WORK ITEM => From the material below, retype exactly the lines that begin at the line with "the church, one" and end after the line with "of the tower"; pictures stay out of the copy.
........
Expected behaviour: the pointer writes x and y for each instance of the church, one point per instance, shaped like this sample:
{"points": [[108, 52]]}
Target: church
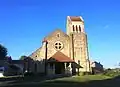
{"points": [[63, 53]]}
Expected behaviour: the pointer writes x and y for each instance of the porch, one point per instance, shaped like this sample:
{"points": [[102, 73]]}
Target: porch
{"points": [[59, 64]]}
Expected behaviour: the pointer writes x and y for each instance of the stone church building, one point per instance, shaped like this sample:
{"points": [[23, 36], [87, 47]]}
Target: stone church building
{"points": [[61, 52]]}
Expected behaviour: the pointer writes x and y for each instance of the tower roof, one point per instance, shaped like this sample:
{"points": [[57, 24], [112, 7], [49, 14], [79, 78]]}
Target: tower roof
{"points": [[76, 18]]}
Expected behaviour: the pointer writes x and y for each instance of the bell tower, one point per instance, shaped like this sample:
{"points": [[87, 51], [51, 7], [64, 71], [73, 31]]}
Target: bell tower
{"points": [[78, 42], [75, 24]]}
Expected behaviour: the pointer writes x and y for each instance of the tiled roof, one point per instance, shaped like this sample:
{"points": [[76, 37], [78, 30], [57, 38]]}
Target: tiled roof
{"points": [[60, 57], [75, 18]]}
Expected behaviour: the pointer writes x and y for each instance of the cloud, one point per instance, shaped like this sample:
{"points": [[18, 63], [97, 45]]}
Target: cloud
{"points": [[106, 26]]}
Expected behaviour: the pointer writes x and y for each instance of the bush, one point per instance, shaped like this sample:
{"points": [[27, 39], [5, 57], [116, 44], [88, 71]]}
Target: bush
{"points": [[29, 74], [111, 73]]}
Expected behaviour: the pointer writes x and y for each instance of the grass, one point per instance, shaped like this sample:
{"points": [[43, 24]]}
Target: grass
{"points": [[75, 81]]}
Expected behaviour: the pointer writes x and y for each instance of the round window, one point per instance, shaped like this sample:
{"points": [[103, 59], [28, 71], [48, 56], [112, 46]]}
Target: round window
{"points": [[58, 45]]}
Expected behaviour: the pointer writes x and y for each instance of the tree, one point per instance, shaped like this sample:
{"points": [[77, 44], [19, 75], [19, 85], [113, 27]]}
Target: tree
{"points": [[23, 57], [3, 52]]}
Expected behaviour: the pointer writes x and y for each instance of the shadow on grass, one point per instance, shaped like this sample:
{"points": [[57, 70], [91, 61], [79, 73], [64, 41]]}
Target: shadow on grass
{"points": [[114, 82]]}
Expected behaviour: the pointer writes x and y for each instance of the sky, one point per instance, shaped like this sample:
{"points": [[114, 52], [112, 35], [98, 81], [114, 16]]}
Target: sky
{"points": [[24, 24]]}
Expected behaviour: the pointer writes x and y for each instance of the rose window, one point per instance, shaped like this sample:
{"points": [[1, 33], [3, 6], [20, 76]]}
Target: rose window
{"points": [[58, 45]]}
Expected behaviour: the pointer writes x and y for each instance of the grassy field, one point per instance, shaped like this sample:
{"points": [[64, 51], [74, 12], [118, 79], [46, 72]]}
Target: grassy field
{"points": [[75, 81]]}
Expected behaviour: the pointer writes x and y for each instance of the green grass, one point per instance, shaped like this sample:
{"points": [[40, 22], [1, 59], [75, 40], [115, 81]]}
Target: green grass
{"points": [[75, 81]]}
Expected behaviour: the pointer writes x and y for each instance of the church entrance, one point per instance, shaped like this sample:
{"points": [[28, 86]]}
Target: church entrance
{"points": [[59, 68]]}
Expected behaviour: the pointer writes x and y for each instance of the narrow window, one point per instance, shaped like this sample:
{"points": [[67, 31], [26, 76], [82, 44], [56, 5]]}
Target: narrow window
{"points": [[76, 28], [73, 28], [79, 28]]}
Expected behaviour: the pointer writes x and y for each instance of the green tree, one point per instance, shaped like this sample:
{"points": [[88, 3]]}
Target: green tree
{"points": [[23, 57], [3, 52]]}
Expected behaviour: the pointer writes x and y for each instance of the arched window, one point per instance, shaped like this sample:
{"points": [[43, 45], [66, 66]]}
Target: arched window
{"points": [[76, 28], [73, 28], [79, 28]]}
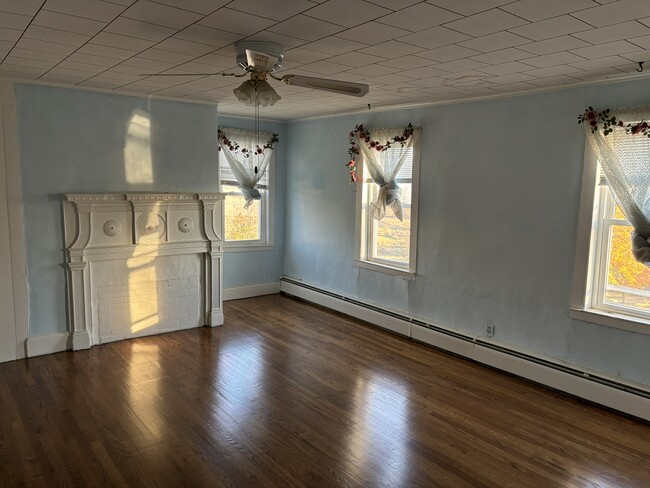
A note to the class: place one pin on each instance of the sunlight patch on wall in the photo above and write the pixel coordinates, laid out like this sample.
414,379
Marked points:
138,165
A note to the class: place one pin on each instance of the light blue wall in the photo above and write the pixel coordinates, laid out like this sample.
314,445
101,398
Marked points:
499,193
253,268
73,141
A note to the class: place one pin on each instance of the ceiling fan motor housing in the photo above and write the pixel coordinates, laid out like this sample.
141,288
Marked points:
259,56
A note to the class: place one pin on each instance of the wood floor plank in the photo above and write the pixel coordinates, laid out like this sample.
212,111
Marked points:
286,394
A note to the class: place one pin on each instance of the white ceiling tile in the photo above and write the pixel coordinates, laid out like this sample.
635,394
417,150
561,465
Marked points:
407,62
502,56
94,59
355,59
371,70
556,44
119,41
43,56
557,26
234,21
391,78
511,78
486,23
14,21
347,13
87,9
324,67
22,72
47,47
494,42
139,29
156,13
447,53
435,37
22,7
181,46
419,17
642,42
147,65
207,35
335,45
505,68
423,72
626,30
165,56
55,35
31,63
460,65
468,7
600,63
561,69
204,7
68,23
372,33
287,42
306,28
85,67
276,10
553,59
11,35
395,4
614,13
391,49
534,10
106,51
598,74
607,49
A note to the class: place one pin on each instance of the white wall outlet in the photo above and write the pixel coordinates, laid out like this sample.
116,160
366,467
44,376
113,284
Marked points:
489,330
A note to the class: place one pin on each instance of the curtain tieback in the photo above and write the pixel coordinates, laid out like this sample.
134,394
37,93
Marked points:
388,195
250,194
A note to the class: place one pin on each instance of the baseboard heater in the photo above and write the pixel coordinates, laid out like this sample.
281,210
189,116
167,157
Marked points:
........
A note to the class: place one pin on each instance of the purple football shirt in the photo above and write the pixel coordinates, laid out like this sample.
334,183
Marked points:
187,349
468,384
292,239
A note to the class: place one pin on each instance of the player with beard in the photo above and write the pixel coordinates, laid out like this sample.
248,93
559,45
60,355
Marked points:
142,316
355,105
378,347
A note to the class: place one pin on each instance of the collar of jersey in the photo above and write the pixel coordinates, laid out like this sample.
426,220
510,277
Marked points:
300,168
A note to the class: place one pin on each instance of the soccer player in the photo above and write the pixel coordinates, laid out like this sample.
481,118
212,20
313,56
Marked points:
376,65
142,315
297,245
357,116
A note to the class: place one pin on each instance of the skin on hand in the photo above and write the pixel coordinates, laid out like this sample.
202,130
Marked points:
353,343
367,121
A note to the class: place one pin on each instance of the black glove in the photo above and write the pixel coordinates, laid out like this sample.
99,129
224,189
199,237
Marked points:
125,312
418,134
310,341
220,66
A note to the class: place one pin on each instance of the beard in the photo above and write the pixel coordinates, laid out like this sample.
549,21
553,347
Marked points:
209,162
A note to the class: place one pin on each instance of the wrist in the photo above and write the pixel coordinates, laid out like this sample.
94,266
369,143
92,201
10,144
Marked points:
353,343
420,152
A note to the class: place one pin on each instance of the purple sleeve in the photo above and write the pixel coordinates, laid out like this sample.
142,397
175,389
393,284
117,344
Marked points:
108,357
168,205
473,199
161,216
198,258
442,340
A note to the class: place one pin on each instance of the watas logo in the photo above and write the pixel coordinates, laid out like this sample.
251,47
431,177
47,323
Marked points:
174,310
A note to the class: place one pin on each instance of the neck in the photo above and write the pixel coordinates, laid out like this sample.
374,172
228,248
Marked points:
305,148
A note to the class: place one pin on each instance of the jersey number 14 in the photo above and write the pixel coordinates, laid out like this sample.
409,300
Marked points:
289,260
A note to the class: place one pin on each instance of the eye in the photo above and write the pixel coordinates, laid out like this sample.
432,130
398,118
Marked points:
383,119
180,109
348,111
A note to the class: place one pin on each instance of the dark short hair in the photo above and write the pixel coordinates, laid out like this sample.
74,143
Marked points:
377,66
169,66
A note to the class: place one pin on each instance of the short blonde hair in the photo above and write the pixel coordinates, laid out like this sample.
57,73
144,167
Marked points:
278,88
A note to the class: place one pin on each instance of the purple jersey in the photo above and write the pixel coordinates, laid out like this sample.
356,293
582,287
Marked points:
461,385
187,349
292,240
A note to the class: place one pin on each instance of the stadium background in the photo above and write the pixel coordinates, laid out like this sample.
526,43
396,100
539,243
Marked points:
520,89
........
OUTPUT OF THE EXERCISE =>
Expected behaviour: the pointer writes x and y for each instance of the church, one point per instance, shaped like this sample:
{"points": [[108, 52]]}
Target: church
{"points": [[63, 53]]}
Expected behaviour: the pointer writes x and y for each instance of the porch, one point per instance, shaped like this sample:
{"points": [[102, 73]]}
Target: porch
{"points": [[59, 64]]}
Expected behaviour: the pointer writes x and y for each instance of the stone church building, one point per instance, shaped like this sample:
{"points": [[23, 36], [87, 47]]}
Target: stone church building
{"points": [[61, 52]]}
Expected behaviour: the pointer writes x and y for each instance of the tower roof, one point per instance, shaped like this sample:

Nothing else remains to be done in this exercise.